▸ Extrait choisi

Surveillance par caméras vidéo
Ainsi, une première convention collective de travail (en abrégé CCT), n° 68 du 16.06.98 (arrêté royal du 20 septembre 1998 - Moniteur belge du 02 octobre 1998) traite de la surveillance par caméras sur les lieux de travail avec enregistrement ou non des images : un cadre d’utilisation est fixé par cette CCT.
Les finalités de cet usage sont limitativement énumérées : la sécurité et la santé, la protection des biens de l’entreprise, le contrôle du processus de production ( machines ou travailleurs c’est-à–dire dans ce cas, l’évaluation et l’amélioration de l’organisation du travail) ou le contrôle du travail du travailleur.
La surveillance peut être temporaire ou permanente selon les cas. Une règle de proportionnalité est définie : l’usage doit être adéquat, pertinent et non excessif au regard de la finalité exprimée.
Une procédure d’information doit être respectée préalablement (information collective) et lors de la mise en œuvre de la surveillance (information individuelle). L’information porte sur la finalité, le caractère permanent ou temporaire de la surveillance, le nombre et l’emplacement des caméras ainsi que sur la conservation ou non des images.
Ainsi, le travailleur "pris la main dans le sac" par caméra interposée, pourra s’opposer à ce que ce moyen de preuve soit invoqué si la procédure ou les finalités de la surveillance n’ont pas été respectées.
Communications électroniques
Une CCT N° 81 du 26 avril 2002 (arrêté royal du 12 juin 2002) aborde la problématique du contrôle des données de communication électroniques sur le lieu de travail : sont concernées les communications électroniques en réseau interne et externe quel qu’en soit le support lorsqu’il s’agit de les collecter sur le lieu de travail dans le but de les contrôler et de les attribuer si nécessaire à un travailleur. Concrètement sera, par exemple, visé l’installation d’un fichier de journalisation des connexions .

▸ Consigne écrite A
Restituez tel quel le passage de l'extrait sur la surveillance au travail qui s'ouvre sur les mots contenant « La surveillance peut » et se ferme sur « la finalité exprimée. ».
▸ Consigne écrite B
Rédigez la suite de l'extrait consacré à la surveillance sur les lieux de travail, en reprenant après sa dernière phrase.
Les données qui suivent n'ont aucun rapport avec l'extrait.

▸ Données extraites

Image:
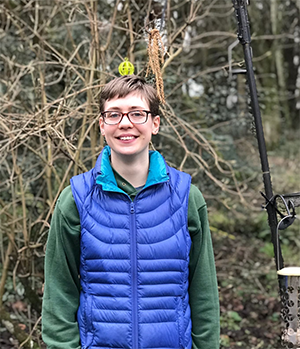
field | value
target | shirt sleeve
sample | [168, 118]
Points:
[203, 287]
[62, 284]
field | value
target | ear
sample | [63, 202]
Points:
[155, 124]
[101, 124]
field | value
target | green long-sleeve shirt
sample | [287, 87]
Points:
[62, 284]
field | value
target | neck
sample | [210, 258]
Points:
[134, 170]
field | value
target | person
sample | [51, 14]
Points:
[129, 259]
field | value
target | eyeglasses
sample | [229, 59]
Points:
[135, 116]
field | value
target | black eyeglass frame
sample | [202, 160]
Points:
[123, 114]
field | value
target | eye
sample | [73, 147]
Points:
[137, 114]
[113, 115]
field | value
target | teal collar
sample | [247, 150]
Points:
[158, 171]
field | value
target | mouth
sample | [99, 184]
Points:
[126, 138]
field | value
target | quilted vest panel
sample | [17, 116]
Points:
[134, 265]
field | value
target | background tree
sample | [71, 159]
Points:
[55, 56]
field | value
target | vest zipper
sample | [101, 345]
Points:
[134, 279]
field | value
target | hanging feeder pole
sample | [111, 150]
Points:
[244, 37]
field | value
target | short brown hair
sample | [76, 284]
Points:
[121, 87]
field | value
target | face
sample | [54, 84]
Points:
[127, 139]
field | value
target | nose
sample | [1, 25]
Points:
[125, 122]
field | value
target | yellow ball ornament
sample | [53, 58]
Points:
[126, 67]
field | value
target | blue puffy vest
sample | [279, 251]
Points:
[134, 259]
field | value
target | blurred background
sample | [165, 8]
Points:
[56, 55]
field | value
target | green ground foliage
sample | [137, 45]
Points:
[55, 56]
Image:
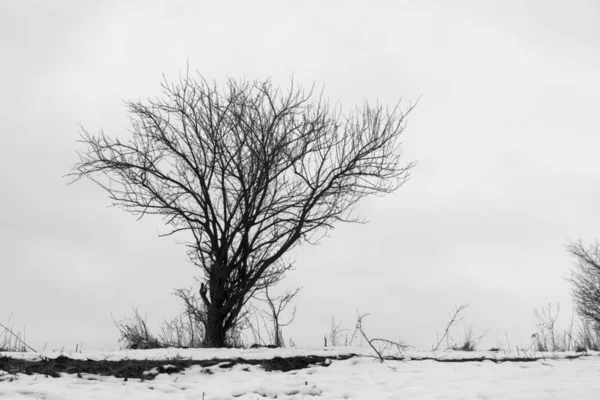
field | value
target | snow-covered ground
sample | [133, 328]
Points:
[354, 378]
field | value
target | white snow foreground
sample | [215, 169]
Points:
[555, 376]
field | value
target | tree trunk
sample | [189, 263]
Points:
[215, 332]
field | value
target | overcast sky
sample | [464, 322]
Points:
[506, 136]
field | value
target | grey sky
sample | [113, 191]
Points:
[506, 137]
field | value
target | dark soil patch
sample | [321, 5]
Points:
[135, 368]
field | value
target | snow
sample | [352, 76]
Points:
[553, 377]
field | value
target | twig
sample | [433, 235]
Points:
[19, 339]
[452, 322]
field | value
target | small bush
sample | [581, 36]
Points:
[135, 333]
[12, 341]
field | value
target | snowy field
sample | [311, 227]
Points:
[556, 376]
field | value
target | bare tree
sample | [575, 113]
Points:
[276, 306]
[585, 278]
[249, 171]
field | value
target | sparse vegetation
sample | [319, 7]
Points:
[384, 346]
[468, 342]
[585, 281]
[13, 341]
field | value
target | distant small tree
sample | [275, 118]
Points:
[249, 171]
[585, 280]
[276, 307]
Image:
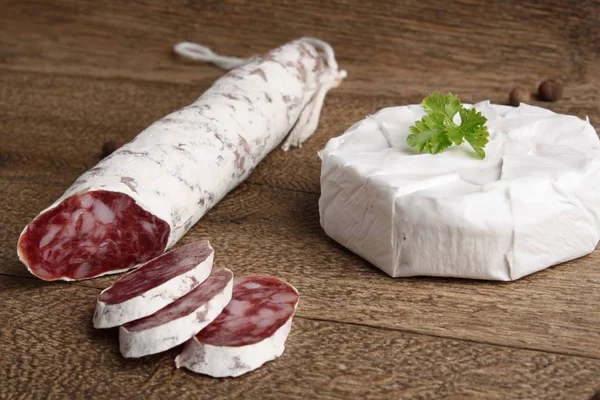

▸ Résultat attendu A
La surveillance peut être temporaire ou permanente selon les cas. Une règle de proportionnalité est définie : l’usage doit être adéquat, pertinent et non excessif au regard de la finalité exprimée.

▸ Résultat attendu B
La possibilité d’accéder et d’utiliser les moyens de communication électronique de l’entreprise par les travailleurs à des fins autres que professionnelles, n’est pas réglée par la convention : cette question reste donc du ressort de l’employeur qui peut ou non permettre cet usage à son personnel.
Toutefois, lorsqu’un contrôle des données électroniques est effectué, celui–ci doit se faire dans le respect des conditions fixées. Ainsi, la finalité du contrôle doit être justifiée par l’une ou plusieurs des situations suivantes :
- la prévention de faits illicites ou diffamatoires, de faits contraires aux bonnes mœurs ou susceptibles de porter atteinte à la dignité d’autrui;
- la protection des intérêts économiques, commerciaux et financiers de l’entreprise auxquels est attaché un caractère de confidentialité ainsi que la lutte contre les pratiques contraires;
- la sécurité et/ou le bon fonctionnement technique des systèmes informatiques en réseau de l’entreprise, en ce compris le contrôle des coûts y afférents, ainsi que la protection physique des installations de l’entreprise;
- le respect de bonne foi des principes et règles d’utilisation des technologies en réseau fixés dans l’entreprise.
Le contrôle doit être adéquat, pertinent et non excessif par rapport à la finalité invoquée, nous retrouvons ainsi le critère de proportionnalité
Une procédure d’information et de consultation (dans les entreprises de plus de 50 travailleurs lors de l’installation et lors des évaluations pour toutes les entreprises) est organisée lors de l’installation d’un système de contrôle. Cette information doit être collective (via les organismes de représentations des travailleurs) et individuelle, nous retrouvons ici le principe de transparence.
Un équilibre est ainsi recherché entre les prérogatives de l’employeur soit son droit de contrôler le travail et le respect du droit à la vie privée du travailleur dans le respect de la convention européenne de sauvegarde des droits de l’homme qui admet une ingérence dans des conditions strictes prévues par une "loi", terme pris dans le sens d’une règle claire et précise, accessible aux personnes intéressées.
Conséquences d’un contrôle irrégulier
Les conséquences sont de nature diverse notamment pénales si l’irrégularité du contrôle rentre dans le champ d’application de l’article 314 bis du code pénal.
Au niveau civil, la violation peut engendrer le paiement de dommages et intérêts ou la rupture du contrat de travail aux torts de l’employeur indélicat.
La preuve d’un fait doit être recueillie au terme d’un procédé licite à défaut de quoi elle sera écartée : est illicite le mode de preuve acquis en violation de la vie privée.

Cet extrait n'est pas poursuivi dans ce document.